## FRAGMENTO PROPORCIONADO
+++

Se recalca, en esa valoración no se incluye la mala fe o temeridad de las partes. d) La cuantía de la condena en agencias en derecho, en materia laboral, se fijará atendiendo la posición de los sujetos procesales, pues varía según sea la parte vencida el empleador, el trabajador o el jubilado, estos últimos más vulnerables y generalmente de escasos recursos, así como la complejidad e intensidad de la participación procesal [Acuerdo 1887 de 2003 Sala Administrativa del Consejo Superior de la Judicatura]. e) Las estipulaciones de las partes en materia de costas se tendrán por no escritas, por lo que el juez en su liquidación no estará atado a lo así pactado por éstas. f) La liquidación de las costas [incluidas las agencias en derecho], la hará el despacho de primera o única instancia, tal y como lo indica el CGP, previa elaboración del secretario y aprobación del respectivo funcionario judicial. g) Procede condena en costas tanto en primera como en segunda instancia. Por tanto, y en ese hilo argumentativo, en el presente caso se condenará en costas de segunda instancia a la parte demandada, en la medida en que, conforme el ordinal 3 del artículo 365 del Código General del Proceso, resultó vencida en el proceso y estas se causaron por la actuación procesal de su contraparte a través de apoderado.

En mérito de lo expuesto el Consejo de Estado, Sala de lo Contencioso Administrativo Sección Segunda, Subsección A, FALLA Primero: Confirmar la sentencia proferida el 13 de mayo de 2016 por el Tribunal Administrativo de Bolívar, en el proceso que en ejercicio del medio de control de nulidad y restablecimiento del derecho promovido por el señor Ricardo Luis Macia Pavas contra la Nación, Ministerio de Educación Nacional, Fondo Nacional de Prestaciones Sociales del Magisterio, que accedió a las pretensiones de la demanda.

Segundo: Condenar en costas de segunda instancia a la parte demandada y a favor de la demandante, las cuales se liquidarán por el a quo. Tercero: Ejecutoriada esta providencia, devuélvase el expediente al Tribunal de origen y háganse las anotaciones pertinentes en el programa informático «Justicia Siglo XXI». Notifíquese y cúmplase. La anterior providencia fue discutida y aprobada por la Sala en la presente sesión. WILLIAM HERNÁNDEZ GÓMEZ RAFAEL FRANCISCO SUÁREZ VARGAS GABRIEL VALBUENA HERNÁNDEZ ----------------------- [1] Folios 1 y 2. [2] Ff. 2 a 3. [3] Ff. 68 a 80. [4] Hernández Gómez William, Consejero de Estado, Sección Segunda.

Módulo Audiencia inicial y audiencia de pruebas (2015). EJRLB. [5] Ramírez Jorge Octavio, Consejero de Estado, Sección Cuarta. Módulo El juicio por audiencias en la jurisdicción de lo contencioso administrativo. EJRLB. [6] Hernández Gómez William, Consejero de Estado, Sección Segunda. Módulo Audiencia inicial y audiencia de pruebas (2015).

+++

## ENTRADAS EXTRAÍDAS
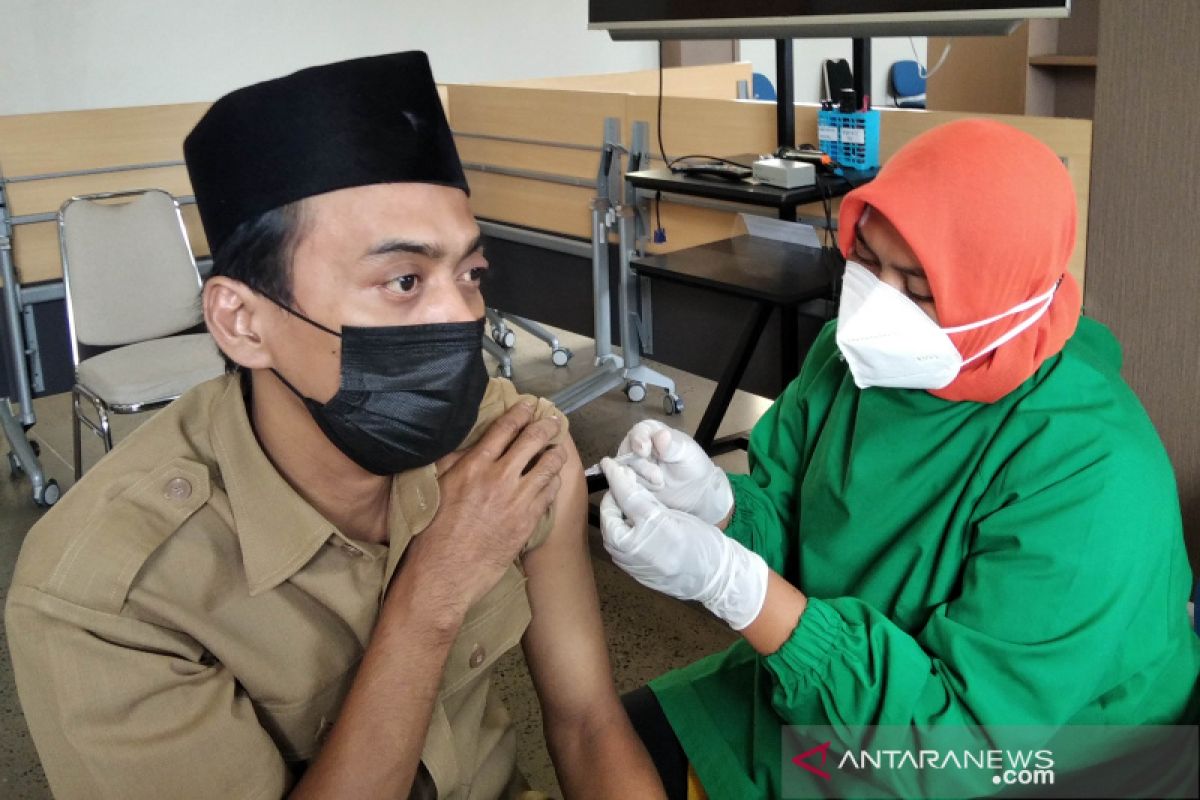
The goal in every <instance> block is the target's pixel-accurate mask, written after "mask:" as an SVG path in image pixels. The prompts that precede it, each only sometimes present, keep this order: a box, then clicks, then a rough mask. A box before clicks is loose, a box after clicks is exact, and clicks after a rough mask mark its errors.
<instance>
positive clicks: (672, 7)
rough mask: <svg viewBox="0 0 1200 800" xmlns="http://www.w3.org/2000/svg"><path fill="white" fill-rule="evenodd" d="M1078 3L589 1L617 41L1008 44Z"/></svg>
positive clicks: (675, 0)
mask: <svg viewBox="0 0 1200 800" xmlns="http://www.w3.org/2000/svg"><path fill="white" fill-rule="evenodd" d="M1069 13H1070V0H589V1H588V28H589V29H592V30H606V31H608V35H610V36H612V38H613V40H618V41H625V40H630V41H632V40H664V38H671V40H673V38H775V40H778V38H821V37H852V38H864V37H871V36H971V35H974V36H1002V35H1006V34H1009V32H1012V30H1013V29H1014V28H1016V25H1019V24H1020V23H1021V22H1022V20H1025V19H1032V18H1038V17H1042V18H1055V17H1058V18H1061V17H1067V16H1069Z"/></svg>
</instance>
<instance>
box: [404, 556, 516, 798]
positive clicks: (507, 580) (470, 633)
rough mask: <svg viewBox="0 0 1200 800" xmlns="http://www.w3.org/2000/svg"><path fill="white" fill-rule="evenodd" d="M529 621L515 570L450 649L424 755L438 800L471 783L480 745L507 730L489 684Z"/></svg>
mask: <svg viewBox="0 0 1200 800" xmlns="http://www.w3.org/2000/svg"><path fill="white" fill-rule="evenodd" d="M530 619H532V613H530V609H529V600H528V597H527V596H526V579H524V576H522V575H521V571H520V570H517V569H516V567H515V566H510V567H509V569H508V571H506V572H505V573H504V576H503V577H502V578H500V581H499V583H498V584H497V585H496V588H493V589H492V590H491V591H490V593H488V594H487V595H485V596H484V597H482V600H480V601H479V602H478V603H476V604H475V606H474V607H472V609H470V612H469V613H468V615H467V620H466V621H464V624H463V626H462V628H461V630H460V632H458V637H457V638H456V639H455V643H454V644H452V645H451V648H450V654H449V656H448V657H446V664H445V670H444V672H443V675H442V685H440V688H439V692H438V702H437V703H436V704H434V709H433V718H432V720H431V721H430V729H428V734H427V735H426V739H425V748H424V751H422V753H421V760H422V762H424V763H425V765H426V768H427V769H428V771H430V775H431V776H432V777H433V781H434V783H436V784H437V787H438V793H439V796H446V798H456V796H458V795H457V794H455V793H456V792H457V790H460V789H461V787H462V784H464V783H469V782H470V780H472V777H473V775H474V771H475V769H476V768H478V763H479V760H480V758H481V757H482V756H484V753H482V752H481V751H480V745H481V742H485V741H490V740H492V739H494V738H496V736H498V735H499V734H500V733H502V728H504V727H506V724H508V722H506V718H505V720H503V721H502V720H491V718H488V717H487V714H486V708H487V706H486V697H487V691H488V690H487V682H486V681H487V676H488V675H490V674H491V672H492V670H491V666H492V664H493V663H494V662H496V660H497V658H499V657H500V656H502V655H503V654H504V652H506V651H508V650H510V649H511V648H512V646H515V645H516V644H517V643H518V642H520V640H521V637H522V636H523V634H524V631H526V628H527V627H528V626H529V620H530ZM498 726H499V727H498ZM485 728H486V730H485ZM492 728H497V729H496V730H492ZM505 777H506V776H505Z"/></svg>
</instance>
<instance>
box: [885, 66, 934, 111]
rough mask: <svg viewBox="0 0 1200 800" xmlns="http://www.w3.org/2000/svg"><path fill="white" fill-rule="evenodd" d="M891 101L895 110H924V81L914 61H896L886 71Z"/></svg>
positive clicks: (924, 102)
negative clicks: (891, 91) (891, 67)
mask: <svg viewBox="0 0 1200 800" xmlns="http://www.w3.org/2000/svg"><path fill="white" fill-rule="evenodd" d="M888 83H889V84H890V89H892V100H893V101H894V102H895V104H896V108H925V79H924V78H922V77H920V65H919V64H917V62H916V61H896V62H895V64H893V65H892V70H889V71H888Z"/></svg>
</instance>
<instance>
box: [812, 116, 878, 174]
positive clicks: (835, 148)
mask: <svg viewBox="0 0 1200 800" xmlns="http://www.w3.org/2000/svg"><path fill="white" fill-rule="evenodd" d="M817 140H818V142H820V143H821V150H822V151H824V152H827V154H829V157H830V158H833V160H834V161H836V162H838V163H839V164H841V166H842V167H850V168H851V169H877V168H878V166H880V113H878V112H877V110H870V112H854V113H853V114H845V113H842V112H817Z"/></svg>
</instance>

+++

## ACTIVIDADES
• a. Cita sin cambios la parte del fragmento sobre la condena en costas que empieza con "Módulo Audiencia inicial y audiencia de pruebas (2015). EJRLB." y sigue hasta "Segunda. Módulo Audiencia inicial y audiencia de pruebas (2015).".
• b. Traduce al inglés esta oración del fragmento sobre la condena en costas: «Las estipulaciones de las partes en materia de costas se tendrán por no escritas, por lo que el juez en su liquidación no estará atado a lo así pactado por éstas.»

## RESPUESTAS DEL EJERCICIO
• a.
Módulo Audiencia inicial y audiencia de pruebas (2015). EJRLB. [5] Ramírez Jorge Octavio, Consejero de Estado, Sección Cuarta. Módulo El juicio por audiencias en la jurisdicción de lo contencioso administrativo. EJRLB. [6] Hernández Gómez William, Consejero de Estado, Sección Segunda. Módulo Audiencia inicial y audiencia de pruebas (2015).

• b. The parties' stipulations regarding costs shall be deemed unwritten, so the judge, in calculating them, shall not be bound by what the parties have agreed in that way.